Directive:
Report every line of the records that contains the string "collar", treating uppercase and lowercase letters as distinct.

Input:
↓

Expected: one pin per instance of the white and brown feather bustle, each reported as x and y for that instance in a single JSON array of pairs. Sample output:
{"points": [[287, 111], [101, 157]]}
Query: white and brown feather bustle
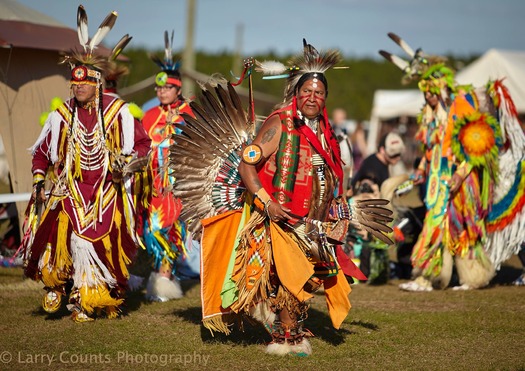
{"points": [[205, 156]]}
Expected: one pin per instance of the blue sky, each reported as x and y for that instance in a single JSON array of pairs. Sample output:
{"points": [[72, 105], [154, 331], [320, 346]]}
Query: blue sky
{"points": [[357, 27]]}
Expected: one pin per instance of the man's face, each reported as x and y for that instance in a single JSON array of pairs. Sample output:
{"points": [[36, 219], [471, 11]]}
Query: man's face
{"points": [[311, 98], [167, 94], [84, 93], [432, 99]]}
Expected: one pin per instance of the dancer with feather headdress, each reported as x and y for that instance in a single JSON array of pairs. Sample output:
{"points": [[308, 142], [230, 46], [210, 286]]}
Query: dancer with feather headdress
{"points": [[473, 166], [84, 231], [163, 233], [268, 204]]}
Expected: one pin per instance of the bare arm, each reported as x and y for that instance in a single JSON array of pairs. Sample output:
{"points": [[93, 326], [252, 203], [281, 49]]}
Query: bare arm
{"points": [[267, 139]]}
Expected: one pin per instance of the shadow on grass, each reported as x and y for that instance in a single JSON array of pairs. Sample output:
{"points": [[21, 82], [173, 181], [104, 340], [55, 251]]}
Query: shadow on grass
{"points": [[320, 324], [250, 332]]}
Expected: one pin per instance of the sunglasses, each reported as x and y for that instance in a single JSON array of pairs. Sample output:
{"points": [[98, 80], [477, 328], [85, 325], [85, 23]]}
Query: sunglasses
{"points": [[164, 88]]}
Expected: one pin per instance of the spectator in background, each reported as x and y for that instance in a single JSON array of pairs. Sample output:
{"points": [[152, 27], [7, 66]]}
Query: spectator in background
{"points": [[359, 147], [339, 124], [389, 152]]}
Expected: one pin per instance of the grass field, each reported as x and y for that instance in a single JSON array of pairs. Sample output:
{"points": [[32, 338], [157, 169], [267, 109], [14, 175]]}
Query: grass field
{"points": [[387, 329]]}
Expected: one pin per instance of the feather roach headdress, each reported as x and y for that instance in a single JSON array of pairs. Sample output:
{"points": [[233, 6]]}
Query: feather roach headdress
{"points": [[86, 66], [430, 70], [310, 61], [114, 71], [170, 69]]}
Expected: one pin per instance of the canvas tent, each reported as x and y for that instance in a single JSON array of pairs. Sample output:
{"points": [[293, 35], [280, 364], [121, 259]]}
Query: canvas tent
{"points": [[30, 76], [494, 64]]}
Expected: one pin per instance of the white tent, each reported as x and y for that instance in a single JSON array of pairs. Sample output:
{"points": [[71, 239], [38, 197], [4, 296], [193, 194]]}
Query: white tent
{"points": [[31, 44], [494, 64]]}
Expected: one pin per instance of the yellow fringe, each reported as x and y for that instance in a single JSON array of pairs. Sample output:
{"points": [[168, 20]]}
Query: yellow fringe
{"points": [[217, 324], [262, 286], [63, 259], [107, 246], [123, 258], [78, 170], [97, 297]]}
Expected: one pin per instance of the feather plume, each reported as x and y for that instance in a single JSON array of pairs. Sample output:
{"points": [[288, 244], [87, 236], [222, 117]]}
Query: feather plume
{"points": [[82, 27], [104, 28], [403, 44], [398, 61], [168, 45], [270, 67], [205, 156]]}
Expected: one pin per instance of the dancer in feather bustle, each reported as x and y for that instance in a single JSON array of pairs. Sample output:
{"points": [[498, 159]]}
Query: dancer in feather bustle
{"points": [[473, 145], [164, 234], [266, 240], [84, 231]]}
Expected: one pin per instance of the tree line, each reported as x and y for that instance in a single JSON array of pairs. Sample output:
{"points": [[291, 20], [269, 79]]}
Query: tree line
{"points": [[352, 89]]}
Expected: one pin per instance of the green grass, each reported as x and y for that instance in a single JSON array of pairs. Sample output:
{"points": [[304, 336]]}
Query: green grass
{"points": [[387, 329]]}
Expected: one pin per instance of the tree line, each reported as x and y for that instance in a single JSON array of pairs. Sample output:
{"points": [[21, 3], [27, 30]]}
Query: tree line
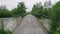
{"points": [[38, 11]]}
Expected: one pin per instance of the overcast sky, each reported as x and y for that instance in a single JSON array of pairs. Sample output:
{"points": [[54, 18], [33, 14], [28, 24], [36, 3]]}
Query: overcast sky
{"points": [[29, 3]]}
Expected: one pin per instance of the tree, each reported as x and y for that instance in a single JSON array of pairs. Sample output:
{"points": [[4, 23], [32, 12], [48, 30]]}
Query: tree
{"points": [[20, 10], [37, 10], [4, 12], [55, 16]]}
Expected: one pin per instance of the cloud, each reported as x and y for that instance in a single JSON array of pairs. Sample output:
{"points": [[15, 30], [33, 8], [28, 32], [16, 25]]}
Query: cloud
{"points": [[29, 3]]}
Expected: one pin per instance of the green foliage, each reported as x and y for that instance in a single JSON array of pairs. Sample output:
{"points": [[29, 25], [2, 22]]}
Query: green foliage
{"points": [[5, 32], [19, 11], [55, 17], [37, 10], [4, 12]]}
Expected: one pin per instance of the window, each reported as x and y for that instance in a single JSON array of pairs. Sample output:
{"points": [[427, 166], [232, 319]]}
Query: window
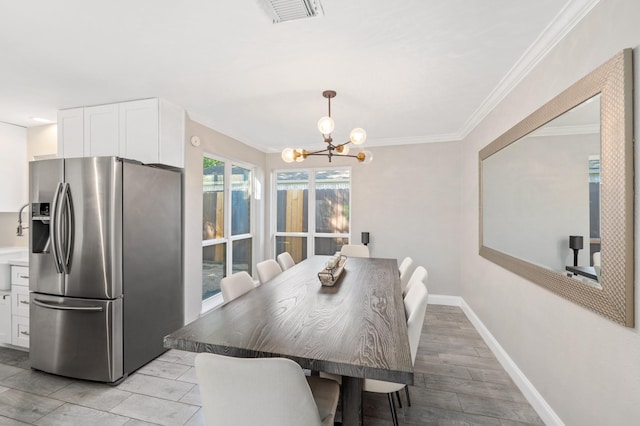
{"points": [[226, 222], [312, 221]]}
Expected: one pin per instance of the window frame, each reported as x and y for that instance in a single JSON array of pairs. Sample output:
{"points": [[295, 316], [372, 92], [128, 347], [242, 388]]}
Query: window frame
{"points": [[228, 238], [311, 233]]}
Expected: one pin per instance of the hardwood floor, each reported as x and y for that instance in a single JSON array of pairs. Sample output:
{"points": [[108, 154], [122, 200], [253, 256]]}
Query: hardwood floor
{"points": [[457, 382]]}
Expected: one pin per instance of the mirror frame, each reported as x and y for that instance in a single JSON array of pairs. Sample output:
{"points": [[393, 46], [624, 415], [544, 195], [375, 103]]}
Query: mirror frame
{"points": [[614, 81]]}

↑
↓

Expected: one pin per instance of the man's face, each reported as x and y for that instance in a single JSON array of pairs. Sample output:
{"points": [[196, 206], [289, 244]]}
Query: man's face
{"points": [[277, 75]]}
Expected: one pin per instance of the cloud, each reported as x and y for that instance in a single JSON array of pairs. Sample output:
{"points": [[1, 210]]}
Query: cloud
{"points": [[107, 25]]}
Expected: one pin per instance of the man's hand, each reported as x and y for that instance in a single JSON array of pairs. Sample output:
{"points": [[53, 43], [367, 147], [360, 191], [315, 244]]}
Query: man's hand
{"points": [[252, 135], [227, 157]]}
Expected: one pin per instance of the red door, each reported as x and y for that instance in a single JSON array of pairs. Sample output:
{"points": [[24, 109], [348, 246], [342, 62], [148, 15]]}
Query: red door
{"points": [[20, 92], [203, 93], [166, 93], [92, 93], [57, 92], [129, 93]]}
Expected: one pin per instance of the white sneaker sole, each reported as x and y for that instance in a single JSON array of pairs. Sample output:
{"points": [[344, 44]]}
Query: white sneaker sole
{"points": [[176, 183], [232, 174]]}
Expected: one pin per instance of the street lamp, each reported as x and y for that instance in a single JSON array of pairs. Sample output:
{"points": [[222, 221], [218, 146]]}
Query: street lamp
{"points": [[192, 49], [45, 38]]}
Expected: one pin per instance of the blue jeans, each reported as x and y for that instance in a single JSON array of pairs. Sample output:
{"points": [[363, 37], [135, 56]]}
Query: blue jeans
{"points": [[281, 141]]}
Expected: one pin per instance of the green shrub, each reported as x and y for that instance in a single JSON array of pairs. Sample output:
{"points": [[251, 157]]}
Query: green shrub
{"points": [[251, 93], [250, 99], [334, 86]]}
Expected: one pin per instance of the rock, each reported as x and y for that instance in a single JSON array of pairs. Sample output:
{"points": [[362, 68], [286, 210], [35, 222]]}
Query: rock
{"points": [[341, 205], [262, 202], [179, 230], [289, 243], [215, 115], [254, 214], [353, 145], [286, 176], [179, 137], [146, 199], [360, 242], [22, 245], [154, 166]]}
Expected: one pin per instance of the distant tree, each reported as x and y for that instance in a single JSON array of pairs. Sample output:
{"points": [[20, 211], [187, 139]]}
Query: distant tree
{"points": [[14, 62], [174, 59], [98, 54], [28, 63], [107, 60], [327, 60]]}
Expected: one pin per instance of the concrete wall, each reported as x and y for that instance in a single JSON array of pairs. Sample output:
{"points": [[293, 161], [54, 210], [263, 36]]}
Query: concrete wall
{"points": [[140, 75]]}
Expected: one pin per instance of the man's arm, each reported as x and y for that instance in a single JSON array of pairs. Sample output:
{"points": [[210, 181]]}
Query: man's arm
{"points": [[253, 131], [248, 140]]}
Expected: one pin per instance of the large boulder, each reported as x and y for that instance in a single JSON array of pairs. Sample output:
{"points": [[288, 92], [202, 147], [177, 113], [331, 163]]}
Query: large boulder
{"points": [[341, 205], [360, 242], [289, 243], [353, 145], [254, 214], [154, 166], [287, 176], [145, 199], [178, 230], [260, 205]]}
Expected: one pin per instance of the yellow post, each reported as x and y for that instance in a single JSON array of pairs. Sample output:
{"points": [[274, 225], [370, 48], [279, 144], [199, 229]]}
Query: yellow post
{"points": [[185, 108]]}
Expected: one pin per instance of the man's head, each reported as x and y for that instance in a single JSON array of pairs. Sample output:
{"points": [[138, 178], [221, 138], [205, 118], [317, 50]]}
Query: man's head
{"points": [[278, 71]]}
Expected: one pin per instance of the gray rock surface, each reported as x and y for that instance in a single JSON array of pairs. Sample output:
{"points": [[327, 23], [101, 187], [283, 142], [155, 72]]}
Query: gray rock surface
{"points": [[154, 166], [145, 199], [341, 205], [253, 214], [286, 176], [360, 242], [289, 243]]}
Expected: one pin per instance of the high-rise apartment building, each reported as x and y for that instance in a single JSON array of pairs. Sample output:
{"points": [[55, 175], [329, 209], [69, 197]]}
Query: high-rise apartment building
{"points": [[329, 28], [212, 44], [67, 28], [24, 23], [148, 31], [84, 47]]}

↑
↓

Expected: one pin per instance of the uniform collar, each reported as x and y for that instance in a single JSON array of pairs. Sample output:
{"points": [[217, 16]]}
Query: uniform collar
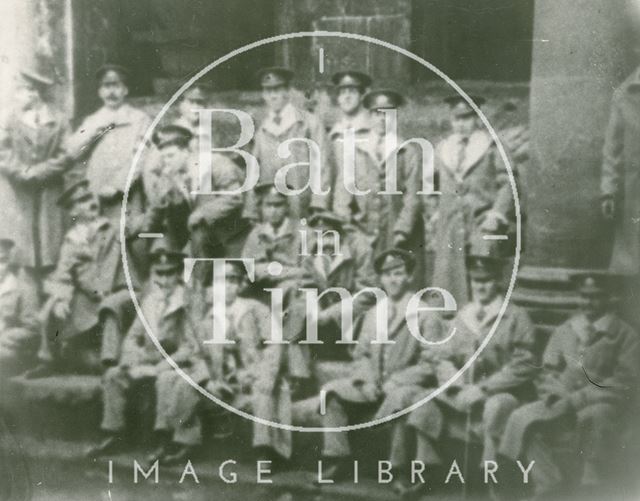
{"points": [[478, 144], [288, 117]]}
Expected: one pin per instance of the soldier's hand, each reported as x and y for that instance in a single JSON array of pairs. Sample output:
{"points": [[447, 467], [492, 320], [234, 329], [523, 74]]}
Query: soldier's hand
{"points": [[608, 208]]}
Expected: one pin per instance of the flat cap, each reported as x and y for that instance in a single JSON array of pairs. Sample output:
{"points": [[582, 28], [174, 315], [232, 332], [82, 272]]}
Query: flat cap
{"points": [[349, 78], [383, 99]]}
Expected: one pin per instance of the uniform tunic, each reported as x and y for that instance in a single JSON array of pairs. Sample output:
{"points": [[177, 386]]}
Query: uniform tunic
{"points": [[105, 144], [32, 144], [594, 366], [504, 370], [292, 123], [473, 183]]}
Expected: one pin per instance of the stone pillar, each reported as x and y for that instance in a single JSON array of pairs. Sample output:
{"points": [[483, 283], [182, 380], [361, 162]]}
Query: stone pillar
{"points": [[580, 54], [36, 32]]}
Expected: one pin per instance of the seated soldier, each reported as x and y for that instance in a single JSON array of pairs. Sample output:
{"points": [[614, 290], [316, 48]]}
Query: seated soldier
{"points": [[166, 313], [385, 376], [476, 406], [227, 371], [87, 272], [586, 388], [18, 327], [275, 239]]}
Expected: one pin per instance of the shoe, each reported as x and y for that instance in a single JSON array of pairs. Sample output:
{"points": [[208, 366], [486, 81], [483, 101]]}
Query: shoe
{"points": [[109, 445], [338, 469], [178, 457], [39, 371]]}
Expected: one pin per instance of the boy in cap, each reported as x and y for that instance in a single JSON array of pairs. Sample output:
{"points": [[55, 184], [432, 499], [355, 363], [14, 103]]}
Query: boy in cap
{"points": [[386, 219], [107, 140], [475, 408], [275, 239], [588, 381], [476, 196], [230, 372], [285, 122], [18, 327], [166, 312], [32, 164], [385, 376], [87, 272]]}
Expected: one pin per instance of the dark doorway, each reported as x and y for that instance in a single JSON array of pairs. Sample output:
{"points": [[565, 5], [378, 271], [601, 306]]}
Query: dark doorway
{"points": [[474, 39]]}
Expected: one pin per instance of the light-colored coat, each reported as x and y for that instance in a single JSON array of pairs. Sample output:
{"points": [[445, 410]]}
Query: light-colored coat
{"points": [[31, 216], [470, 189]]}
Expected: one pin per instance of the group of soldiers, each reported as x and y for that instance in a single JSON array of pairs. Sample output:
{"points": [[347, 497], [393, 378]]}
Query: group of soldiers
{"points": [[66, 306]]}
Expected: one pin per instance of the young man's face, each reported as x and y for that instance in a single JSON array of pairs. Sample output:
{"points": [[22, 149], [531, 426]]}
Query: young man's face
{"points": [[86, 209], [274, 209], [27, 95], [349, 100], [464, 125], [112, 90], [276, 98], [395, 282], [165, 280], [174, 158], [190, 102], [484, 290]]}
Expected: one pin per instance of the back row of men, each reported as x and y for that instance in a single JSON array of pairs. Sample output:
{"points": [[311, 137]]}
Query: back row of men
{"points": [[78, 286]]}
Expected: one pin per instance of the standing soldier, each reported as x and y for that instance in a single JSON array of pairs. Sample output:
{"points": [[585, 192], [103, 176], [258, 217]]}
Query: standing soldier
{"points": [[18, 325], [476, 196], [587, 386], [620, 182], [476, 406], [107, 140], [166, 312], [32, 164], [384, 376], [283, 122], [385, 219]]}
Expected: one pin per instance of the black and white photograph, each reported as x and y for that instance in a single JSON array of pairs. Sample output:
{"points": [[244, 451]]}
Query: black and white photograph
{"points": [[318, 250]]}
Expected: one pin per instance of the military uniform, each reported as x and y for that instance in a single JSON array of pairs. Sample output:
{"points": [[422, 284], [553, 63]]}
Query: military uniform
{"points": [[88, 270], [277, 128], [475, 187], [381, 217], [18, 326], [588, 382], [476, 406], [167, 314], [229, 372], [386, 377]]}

↑

Answer for the task:
Expected: one pin per instance of the uniform collar, each reported as x and y for that instance in a single JSON array of pairs. Sample output:
Query: uniform collar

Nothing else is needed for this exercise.